EXERCISE DIRECTIONS :: In the text on movie theaters and streaming below, reproduce word for word the part that opens with the words "Video-on-demand and streaming" and closes with "a theater experience.".

TEXT ::
____________

Finally, as nearly everyone knows, moviegoers are annoying. People chew, text, laugh, scream, spit, and kick seats like no tomorrow at the movie theater. And these are the good ones. The moviegoing experience has been significantly hampered by distracting and disrespectful people for years, and this has raised the demand for home entertainment forms.

Video-on-demand and streaming services are making a huge run in 2020. Disney+, HBO Max, and Amazon Prime are all giving Netflix a run for its money when it comes to original and accessible content.

These services offer a community engagement that theaters struggle to maintain, and have even made a cultural impact. The phrase “Netflix and Chill” is no longer even a giggling matter, it is a reality that people are incentivized to take part in due to the advantages over a classic theater date.

While the future for theaters is not looking especially great, directors like Christopher Nolan and Denis Villeneuve are fighting to keep the experience alive.

Tenet and Dune are two of the most anticipated upcoming flicks of 2020, and they are advertised to be best enjoyed in a theater experience.

“Movie theaters have gone dark, and will stay that way for a time,” Christopher Nolan said.

____________

Entries contained in a dataset:
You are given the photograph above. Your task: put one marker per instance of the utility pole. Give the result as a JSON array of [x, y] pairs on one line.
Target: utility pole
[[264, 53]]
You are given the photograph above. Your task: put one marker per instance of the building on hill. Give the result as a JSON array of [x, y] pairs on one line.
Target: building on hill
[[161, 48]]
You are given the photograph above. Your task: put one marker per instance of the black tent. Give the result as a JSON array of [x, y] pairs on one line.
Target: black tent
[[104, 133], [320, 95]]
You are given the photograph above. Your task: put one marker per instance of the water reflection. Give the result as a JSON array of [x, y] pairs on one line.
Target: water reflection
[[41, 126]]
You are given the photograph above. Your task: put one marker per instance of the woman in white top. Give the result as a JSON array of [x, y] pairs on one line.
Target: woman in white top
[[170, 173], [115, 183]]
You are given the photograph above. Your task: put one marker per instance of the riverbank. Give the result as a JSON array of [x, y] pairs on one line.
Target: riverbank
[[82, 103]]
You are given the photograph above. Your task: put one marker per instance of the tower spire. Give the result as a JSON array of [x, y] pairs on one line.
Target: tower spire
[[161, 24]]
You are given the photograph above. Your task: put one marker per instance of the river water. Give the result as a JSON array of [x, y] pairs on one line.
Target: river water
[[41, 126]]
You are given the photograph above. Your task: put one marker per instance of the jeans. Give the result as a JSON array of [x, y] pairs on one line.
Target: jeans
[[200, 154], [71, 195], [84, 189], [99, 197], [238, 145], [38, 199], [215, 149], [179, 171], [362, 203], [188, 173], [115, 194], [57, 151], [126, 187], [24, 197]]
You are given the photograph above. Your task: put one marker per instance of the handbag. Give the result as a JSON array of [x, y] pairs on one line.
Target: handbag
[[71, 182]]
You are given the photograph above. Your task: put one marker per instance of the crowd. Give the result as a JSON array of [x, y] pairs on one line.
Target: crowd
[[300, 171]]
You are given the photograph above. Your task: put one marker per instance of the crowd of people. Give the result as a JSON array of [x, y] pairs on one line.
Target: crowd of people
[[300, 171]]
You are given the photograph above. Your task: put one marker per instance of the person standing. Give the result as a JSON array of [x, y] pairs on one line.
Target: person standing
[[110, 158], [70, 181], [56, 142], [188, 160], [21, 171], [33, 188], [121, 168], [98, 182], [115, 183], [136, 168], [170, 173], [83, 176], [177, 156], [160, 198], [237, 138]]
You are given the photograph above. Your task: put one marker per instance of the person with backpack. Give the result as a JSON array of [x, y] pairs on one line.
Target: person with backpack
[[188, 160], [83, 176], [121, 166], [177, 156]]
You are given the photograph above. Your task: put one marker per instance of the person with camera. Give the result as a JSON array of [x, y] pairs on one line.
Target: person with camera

____________

ANSWER TO THIS PROBLEM ::
Video-on-demand and streaming services are making a huge run in 2020. Disney+, HBO Max, and Amazon Prime are all giving Netflix a run for its money when it comes to original and accessible content.

These services offer a community engagement that theaters struggle to maintain, and have even made a cultural impact. The phrase “Netflix and Chill” is no longer even a giggling matter, it is a reality that people are incentivized to take part in due to the advantages over a classic theater date.

While the future for theaters is not looking especially great, directors like Christopher Nolan and Denis Villeneuve are fighting to keep the experience alive.

Tenet and Dune are two of the most anticipated upcoming flicks of 2020, and they are advertised to be best enjoyed in a theater experience.